» **Extracted material**:
|---|

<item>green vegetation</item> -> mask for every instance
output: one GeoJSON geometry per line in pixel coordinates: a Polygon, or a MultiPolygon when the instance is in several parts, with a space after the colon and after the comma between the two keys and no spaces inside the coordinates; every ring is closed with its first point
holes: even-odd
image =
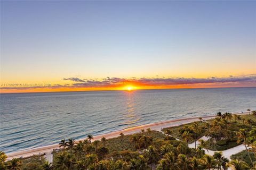
{"type": "Polygon", "coordinates": [[[188,145],[205,135],[210,139],[204,148],[224,150],[243,143],[243,139],[237,142],[237,133],[240,129],[248,130],[256,127],[256,113],[255,110],[251,113],[250,115],[232,115],[227,112],[218,112],[214,119],[204,122],[199,117],[199,121],[164,128],[162,131],[169,131],[171,135],[186,141],[188,145]]]}
{"type": "MultiPolygon", "coordinates": [[[[251,157],[252,159],[252,161],[253,162],[255,162],[256,159],[255,159],[255,157],[253,155],[253,152],[249,152],[249,154],[250,154],[251,157]]],[[[244,150],[242,151],[242,152],[240,152],[237,153],[236,154],[232,155],[231,156],[231,159],[242,160],[246,162],[250,166],[252,166],[252,164],[251,163],[251,160],[250,160],[249,156],[248,156],[248,154],[247,154],[247,151],[246,151],[246,150],[244,150]]]]}
{"type": "MultiPolygon", "coordinates": [[[[95,169],[95,170],[201,170],[255,169],[256,165],[256,125],[250,115],[233,116],[219,112],[215,118],[200,121],[158,131],[142,130],[140,133],[93,141],[90,134],[84,141],[62,140],[60,150],[53,152],[53,162],[49,164],[43,156],[13,159],[0,152],[1,169],[95,169]],[[194,141],[205,135],[207,141],[199,140],[195,148],[189,147],[194,141]],[[175,138],[181,140],[177,140],[175,138]],[[221,151],[213,156],[204,149],[223,150],[244,144],[246,150],[233,155],[229,161],[221,151]]],[[[194,147],[194,146],[193,146],[194,147]]]]}

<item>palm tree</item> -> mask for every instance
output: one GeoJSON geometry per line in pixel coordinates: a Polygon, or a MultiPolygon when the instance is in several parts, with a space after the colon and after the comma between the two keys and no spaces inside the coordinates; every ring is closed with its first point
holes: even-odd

|---|

» **Required task**:
Copy all of the rows above word for word, but leave the pictures out.

» **Exercise response**:
<item>green vegetation</item> -> mask for every instance
output: one GeoJSON geometry per line in pixel coordinates: a Polygon, or a MultiPolygon when the instance is in several parts, with a space after the colon and after the comma between the two keys and no spaces inside the coordinates; every ring is closed with its first point
holes: even-odd
image =
{"type": "Polygon", "coordinates": [[[188,145],[205,135],[210,139],[204,148],[224,150],[243,143],[243,139],[237,142],[237,133],[240,129],[248,130],[256,127],[256,113],[255,110],[251,113],[250,115],[232,115],[227,112],[218,112],[214,119],[204,122],[199,117],[199,121],[164,128],[162,131],[169,131],[171,135],[186,141],[188,145]]]}
{"type": "MultiPolygon", "coordinates": [[[[251,157],[252,159],[252,161],[253,162],[255,162],[256,159],[255,159],[255,157],[253,155],[253,152],[249,152],[249,154],[250,154],[251,157]]],[[[244,150],[242,151],[242,152],[240,152],[237,153],[236,154],[232,155],[231,156],[231,159],[242,160],[246,162],[250,166],[252,166],[252,164],[251,163],[251,160],[250,160],[249,156],[248,156],[248,154],[247,154],[247,151],[246,151],[246,150],[244,150]]]]}
{"type": "MultiPolygon", "coordinates": [[[[95,169],[95,170],[201,170],[255,169],[256,165],[256,125],[250,115],[233,116],[219,112],[215,118],[200,121],[158,131],[142,130],[140,133],[93,141],[90,134],[84,141],[62,140],[60,150],[53,152],[53,162],[49,164],[43,156],[13,159],[0,152],[1,169],[95,169]],[[194,141],[205,135],[207,141],[199,140],[195,148],[189,147],[194,141]],[[175,138],[181,140],[177,140],[175,138]],[[221,151],[213,156],[204,149],[223,150],[244,144],[246,150],[233,155],[229,161],[221,151]]],[[[194,147],[194,146],[193,146],[194,147]]]]}

<item>palm tree</item> -> mask for every instance
output: one GeoJSON geometry per line in pixel coordinates: a Polygon, or a MultiPolygon when the instance is in several parts, with a space after the colon and after the comma between the two keys and no spaces inside the coordinates; every ring is closed with its first point
holes: even-odd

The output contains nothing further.